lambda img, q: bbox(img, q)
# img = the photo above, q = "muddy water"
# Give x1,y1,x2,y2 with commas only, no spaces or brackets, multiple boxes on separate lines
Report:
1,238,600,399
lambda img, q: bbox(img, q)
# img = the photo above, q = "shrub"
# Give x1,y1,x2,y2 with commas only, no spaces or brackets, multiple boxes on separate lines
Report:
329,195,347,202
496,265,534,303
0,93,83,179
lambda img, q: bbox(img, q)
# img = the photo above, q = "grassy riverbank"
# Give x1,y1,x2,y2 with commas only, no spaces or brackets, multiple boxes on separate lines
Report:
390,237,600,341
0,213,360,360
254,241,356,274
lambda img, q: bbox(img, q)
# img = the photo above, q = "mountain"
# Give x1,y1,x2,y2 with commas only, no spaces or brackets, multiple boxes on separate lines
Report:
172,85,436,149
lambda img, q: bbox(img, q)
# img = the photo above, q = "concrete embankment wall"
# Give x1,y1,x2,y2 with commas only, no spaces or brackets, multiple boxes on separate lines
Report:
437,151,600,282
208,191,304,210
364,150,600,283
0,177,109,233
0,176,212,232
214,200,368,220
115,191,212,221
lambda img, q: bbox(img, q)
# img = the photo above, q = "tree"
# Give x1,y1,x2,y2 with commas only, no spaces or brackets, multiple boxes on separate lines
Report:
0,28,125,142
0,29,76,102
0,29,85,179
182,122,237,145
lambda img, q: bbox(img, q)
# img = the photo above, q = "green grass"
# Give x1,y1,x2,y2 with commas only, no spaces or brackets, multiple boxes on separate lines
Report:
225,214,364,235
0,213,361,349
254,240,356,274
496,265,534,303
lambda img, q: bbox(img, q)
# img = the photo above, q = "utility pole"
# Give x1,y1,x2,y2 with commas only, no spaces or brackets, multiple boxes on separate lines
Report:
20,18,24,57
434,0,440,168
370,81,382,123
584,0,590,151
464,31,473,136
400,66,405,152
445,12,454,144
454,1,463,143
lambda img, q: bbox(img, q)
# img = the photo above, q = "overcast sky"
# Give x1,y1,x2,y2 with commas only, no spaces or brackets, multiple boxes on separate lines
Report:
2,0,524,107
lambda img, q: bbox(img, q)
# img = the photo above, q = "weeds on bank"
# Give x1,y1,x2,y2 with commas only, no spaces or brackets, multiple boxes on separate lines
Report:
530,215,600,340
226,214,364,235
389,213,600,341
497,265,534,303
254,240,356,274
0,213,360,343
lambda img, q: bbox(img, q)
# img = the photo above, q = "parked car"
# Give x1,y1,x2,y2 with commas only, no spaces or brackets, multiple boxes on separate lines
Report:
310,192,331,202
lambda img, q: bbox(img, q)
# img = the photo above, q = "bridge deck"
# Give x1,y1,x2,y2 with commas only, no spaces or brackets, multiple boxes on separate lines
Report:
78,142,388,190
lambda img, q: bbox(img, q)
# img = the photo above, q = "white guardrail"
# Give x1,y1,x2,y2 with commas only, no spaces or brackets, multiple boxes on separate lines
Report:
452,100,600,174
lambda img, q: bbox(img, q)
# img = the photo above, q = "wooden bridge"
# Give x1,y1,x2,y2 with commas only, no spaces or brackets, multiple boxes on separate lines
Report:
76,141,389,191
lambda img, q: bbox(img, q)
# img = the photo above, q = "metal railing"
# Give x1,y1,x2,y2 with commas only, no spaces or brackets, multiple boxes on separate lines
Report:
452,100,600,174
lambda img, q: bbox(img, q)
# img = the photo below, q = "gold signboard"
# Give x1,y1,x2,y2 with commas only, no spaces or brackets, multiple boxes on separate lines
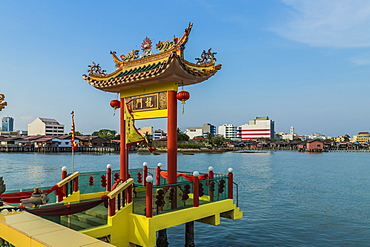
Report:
125,91,167,119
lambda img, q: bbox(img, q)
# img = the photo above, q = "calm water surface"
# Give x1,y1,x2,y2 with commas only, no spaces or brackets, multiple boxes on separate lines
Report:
1,151,370,246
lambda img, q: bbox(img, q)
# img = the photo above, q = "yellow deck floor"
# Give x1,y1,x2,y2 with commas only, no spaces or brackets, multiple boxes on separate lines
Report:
0,204,113,247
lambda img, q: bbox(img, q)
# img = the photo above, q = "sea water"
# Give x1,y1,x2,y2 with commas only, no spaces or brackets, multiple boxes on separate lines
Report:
1,151,370,246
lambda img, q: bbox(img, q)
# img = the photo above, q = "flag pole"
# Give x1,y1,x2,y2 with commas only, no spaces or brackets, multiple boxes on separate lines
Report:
72,147,75,173
71,110,77,173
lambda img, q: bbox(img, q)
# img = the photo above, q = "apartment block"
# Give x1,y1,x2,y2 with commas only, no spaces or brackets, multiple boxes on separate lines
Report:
185,123,216,140
28,118,64,136
238,116,275,140
2,116,14,131
218,124,238,140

# # #

**Instructions to follow**.
Look above for every line with the word "water" and copy it.

**Task output**.
# img = the photo above, q = "muddy water"
# img = the photo above, q = "calm water surface"
# img = the photo above, q = "sea water"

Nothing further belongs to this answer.